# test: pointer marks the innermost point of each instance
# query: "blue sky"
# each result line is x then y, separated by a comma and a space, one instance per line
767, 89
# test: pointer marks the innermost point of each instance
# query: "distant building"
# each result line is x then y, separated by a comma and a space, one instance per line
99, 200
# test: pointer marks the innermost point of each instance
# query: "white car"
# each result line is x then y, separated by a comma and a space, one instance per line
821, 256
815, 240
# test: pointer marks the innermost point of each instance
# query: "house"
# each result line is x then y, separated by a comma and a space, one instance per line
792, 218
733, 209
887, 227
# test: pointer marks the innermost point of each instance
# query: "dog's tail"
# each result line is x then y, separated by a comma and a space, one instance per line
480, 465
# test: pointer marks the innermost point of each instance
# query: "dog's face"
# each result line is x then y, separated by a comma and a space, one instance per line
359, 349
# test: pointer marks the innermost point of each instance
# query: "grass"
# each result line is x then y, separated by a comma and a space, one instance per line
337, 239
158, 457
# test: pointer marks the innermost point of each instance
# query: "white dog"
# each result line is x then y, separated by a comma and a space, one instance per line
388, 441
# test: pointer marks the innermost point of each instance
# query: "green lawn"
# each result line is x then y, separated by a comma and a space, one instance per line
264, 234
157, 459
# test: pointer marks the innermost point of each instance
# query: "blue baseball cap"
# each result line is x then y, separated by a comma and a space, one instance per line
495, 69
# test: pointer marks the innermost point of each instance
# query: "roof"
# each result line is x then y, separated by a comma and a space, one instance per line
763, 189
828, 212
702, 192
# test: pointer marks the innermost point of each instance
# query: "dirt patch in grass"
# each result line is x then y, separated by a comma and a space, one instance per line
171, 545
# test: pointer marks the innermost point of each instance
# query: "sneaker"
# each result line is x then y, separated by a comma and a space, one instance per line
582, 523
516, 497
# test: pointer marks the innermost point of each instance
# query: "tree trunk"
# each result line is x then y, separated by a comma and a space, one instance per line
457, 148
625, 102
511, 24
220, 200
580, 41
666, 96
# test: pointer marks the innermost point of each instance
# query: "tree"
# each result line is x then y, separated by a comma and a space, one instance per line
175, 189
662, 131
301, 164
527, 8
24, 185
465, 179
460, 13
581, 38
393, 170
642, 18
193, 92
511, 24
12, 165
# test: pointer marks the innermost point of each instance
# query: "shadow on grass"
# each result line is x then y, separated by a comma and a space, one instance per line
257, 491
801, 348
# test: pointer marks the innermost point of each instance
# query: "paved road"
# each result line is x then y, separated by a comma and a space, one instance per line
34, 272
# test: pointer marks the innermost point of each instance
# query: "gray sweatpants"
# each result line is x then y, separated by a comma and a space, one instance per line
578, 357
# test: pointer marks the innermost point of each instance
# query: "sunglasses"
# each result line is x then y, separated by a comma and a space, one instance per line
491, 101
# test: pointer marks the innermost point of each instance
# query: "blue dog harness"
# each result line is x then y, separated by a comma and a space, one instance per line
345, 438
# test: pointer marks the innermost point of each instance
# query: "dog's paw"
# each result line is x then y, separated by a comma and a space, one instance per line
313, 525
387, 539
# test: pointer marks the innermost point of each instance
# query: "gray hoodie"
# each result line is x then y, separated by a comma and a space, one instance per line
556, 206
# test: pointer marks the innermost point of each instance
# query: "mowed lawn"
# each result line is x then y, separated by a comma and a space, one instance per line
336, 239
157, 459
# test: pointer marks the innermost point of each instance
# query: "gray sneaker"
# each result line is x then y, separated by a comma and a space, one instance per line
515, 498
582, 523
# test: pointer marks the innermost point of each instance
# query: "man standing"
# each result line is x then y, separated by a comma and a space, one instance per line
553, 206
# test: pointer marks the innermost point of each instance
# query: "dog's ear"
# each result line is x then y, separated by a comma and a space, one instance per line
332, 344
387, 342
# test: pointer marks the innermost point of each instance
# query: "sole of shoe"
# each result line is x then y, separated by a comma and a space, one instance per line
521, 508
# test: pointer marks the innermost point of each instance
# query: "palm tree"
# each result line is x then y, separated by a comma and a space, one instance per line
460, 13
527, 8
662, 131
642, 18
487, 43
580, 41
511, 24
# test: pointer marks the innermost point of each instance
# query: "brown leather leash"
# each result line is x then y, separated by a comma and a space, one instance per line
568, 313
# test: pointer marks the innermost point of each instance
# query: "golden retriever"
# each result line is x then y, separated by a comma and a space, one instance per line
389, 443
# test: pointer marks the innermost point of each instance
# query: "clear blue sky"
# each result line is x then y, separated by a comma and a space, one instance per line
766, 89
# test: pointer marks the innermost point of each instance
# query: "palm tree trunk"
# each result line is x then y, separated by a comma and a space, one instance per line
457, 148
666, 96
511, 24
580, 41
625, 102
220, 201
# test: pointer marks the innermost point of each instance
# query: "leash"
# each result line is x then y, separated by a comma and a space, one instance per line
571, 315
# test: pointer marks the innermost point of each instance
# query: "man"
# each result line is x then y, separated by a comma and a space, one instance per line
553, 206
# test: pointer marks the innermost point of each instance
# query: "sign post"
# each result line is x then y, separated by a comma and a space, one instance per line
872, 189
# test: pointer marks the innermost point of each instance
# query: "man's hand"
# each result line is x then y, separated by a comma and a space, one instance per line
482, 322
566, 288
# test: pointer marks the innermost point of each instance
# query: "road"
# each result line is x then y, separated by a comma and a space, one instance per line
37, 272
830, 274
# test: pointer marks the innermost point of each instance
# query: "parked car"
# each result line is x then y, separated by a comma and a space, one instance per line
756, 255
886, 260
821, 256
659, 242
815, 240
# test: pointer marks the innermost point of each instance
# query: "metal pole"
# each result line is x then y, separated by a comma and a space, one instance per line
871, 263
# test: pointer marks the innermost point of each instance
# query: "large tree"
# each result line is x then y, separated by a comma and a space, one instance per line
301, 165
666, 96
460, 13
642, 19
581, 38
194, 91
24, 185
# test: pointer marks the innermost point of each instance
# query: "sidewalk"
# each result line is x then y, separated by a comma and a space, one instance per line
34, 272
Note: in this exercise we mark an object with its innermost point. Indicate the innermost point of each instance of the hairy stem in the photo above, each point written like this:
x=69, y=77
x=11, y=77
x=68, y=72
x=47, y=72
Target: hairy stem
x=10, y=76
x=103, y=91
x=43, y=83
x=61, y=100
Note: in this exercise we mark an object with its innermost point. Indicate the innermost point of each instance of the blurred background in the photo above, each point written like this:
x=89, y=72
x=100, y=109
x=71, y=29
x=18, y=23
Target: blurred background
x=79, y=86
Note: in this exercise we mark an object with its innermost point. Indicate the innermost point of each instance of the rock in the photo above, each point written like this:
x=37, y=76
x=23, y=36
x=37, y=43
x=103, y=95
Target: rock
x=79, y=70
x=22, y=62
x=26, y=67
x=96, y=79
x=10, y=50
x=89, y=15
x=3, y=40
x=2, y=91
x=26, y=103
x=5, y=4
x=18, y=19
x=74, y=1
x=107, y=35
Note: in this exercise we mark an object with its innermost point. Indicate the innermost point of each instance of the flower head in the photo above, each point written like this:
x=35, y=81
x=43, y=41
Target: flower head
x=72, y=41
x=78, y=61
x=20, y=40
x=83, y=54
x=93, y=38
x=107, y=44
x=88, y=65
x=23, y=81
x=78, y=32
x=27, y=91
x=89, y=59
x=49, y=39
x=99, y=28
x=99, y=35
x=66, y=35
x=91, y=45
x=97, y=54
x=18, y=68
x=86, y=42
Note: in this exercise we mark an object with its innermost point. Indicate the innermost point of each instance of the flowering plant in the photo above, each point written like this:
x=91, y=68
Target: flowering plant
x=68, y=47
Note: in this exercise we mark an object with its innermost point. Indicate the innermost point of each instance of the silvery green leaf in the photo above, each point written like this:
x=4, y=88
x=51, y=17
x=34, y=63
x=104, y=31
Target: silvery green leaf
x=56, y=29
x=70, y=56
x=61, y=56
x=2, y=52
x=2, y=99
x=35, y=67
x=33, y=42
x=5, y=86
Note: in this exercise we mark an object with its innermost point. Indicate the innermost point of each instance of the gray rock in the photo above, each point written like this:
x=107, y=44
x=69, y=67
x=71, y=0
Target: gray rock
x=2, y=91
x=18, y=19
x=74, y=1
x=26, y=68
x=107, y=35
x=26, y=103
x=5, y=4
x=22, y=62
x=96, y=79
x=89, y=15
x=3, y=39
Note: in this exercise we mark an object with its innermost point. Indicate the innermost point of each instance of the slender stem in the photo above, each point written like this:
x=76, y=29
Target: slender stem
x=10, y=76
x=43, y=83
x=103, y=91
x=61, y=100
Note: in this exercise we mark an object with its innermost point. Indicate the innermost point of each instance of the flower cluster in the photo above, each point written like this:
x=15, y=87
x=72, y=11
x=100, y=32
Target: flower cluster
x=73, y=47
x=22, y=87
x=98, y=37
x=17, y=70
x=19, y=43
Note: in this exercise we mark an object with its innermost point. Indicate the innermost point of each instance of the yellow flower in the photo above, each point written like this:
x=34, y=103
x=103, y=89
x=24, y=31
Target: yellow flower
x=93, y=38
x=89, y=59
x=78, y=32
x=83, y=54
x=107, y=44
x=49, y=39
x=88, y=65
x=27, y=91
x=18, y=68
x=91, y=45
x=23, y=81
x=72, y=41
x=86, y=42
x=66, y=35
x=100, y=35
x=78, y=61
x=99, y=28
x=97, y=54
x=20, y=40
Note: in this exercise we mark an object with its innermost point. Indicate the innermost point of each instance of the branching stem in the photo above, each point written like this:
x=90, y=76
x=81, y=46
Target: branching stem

*WHAT THIS TASK INVOLVES*: Pick from the records each line that contains the word "grass" and show it.

*RESPONSE TO THE EXERCISE*:
# query: "grass"
# query: "dirt patch in grass"
# query: "shadow on grass"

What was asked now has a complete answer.